* **What you are asked to do**
List every line of the entries below that contains the word "wall".

[BEGIN Provided data]

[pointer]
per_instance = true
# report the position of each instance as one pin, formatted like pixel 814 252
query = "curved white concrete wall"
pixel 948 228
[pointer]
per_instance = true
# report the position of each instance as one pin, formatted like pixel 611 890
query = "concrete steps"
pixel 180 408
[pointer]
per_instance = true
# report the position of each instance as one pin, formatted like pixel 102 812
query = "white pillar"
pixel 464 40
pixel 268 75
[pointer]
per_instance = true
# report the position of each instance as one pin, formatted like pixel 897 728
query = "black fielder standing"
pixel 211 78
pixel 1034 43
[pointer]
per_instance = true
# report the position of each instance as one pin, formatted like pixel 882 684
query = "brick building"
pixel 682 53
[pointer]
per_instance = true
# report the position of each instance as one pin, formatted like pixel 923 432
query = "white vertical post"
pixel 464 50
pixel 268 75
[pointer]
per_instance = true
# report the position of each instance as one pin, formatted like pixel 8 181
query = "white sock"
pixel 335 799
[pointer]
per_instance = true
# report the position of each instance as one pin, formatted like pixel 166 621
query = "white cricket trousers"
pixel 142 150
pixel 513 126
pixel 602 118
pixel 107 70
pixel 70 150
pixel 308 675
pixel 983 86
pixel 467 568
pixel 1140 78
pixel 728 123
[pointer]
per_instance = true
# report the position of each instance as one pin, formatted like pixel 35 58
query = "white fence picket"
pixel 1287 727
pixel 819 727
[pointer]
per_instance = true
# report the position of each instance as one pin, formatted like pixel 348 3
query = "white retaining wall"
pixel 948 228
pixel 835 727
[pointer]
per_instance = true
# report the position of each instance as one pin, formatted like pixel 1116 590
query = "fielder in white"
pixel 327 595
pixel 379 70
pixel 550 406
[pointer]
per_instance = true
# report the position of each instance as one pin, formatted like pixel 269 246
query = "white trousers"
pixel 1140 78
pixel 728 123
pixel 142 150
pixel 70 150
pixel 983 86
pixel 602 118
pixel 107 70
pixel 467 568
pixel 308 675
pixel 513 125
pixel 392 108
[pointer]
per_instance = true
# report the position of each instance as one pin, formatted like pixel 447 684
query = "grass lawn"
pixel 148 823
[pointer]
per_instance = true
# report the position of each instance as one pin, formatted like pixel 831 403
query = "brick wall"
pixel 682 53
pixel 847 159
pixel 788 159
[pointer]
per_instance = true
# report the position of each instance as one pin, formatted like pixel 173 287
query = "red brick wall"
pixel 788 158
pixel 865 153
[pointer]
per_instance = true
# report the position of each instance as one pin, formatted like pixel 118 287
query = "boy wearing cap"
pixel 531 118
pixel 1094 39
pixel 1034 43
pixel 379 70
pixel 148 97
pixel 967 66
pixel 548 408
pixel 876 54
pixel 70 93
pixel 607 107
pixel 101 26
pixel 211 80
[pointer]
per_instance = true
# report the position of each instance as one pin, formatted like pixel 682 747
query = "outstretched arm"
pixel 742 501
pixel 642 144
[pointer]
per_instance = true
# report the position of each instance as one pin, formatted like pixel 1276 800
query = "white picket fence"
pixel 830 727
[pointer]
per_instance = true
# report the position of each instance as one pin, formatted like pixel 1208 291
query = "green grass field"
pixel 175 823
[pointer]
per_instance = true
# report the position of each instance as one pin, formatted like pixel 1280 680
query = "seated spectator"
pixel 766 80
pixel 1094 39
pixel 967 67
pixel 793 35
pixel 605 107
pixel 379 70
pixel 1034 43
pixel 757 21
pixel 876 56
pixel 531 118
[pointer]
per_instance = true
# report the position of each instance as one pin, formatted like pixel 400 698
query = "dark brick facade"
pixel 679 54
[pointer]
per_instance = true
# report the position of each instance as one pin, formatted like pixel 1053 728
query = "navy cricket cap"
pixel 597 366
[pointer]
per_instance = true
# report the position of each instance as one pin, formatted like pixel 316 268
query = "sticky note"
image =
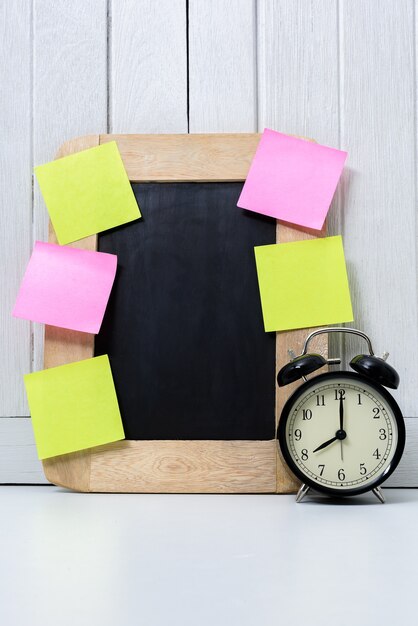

[END Provided data]

* **Written reply**
query = "curved white concrete wall"
query = "white retaining wall"
query = "brick wall"
query = "red brick wall"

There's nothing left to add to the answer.